Raw data:
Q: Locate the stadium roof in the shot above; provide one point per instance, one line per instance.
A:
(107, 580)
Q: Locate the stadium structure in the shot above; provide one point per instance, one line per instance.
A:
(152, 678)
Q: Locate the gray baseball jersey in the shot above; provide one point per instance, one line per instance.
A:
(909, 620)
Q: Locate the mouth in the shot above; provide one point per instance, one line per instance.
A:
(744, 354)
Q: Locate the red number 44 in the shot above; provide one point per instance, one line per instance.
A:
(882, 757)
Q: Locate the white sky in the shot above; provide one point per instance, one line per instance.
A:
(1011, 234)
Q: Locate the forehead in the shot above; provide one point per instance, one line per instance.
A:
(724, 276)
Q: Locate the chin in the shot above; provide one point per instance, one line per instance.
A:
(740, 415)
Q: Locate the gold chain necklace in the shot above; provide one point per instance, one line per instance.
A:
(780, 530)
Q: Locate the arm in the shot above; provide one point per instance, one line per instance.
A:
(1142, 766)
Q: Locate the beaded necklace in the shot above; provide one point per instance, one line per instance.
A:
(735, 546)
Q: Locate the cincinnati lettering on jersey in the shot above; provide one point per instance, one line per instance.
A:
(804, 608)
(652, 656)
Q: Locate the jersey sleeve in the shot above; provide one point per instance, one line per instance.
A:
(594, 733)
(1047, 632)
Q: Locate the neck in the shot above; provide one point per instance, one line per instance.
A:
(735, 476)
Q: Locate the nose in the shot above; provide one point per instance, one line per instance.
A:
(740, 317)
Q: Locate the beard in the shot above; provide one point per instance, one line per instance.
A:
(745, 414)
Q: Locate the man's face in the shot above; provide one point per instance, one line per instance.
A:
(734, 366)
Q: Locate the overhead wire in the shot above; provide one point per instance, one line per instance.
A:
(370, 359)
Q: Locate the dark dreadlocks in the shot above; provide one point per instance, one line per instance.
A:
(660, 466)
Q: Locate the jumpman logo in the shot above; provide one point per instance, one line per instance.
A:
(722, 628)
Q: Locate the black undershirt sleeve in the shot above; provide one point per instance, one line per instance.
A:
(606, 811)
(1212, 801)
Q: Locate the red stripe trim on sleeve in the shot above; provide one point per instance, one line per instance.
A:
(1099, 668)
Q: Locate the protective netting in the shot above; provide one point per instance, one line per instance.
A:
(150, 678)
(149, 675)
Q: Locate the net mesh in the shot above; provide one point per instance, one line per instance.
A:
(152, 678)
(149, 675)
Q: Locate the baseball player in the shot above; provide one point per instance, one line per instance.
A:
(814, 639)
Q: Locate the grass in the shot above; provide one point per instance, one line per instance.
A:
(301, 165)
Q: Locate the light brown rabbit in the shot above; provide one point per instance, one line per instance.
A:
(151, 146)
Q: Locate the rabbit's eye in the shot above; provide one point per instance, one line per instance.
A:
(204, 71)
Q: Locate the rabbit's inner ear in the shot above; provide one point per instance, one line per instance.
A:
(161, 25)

● **What to produce**:
Copy out every line of the data above without altering a character.

● **Answer to this task**:
Q: Locate the stadium roof in the shot above; provide one point per instance, one line per instance.
A:
(107, 580)
Q: Locate the stadium structure in the shot above; provide one point per instance, one line per instance.
A:
(152, 678)
Q: Locate the gray baseball jersey in the shot above; provide one point per instance, one line per instance.
A:
(909, 620)
Q: Locate the mouth in the shot above; provide one point per instance, one line per instance.
A:
(744, 354)
Q: Locate the red number 44 in the shot above; provide one point per instance, one line per instance.
A:
(882, 757)
Q: Locate the white sky in the shot above; provide one point per instance, one line per instance.
A:
(1011, 234)
Q: Locate the forehead in the shot above; provide one point per instance, one line per instance.
A:
(724, 276)
Q: Locate the chin in the shot above; provide one point per instance, one line per instance.
A:
(740, 415)
Q: Locate the gold chain necklace in the shot above; provide one point per instance, one line per instance.
A:
(780, 530)
Q: Locate the arm in the shot above; provide one point per instance, one line per instance.
A:
(1142, 766)
Q: Locate the beaded necklace in the shot above; provide one point per instance, one line per instance.
A:
(735, 546)
Q: Locate the cincinnati lettering on jersey in the shot above; provide one point per instance, one line per instance.
A:
(804, 608)
(652, 656)
Q: Locate the jersey sleeve in the shot above; provide one point per instance, one line per instance.
A:
(594, 733)
(1047, 632)
Q: Locate the neck in the shot above; provide one point per instance, one line per instance.
A:
(735, 476)
Q: Locate the nose in the shot above; provide one point per instance, one line per instance.
A:
(740, 317)
Q: Locate the beard in the shot above; provide one point per instance, one line per instance.
A:
(745, 414)
Q: Locate the man's face in the shot above; provide one point per instance, one line per instance.
A:
(734, 366)
Q: Locate the overhead wire in the shot above; provide one point per instance, one line per instance.
A:
(370, 359)
Q: Locate the dark dreadlocks in the shot above; provide one point per instance, one line per instance.
A:
(660, 466)
Q: Locate the jumpman logo in the shot above; provide one point per instance, one line per instance.
A:
(722, 628)
Q: Locate the black undershirt sleeve in the shot above; provide one point per instance, one line per instance.
A:
(606, 811)
(1212, 801)
Q: Locate the red stripe trim on sleeve in the shot above; provide one point per instance, one line per instance.
A:
(1099, 668)
Q: Locate the protective netting in the shot above; provide one point per instance, one line per instance.
A:
(150, 678)
(149, 675)
Q: Locate the net mesh in the shot above; provide one point per instance, one line per instance.
A:
(152, 678)
(149, 675)
Q: Locate the baseball player in the shot above; provide one point per instance, one line per instance.
A:
(814, 639)
Q: Locate the grass in the shot above; provide one point per instance, one line per instance.
A:
(301, 165)
Q: Locate the light brown rabbit in the shot above; provide one point per instance, one line per instance.
A:
(151, 146)
Q: Locate the rabbit's eye in the shot above; provide one point per instance, one line per instance.
A:
(204, 71)
Q: Locate the rabbit's inner ear in the shot above; provide one point per instance, one line per instance.
A:
(161, 25)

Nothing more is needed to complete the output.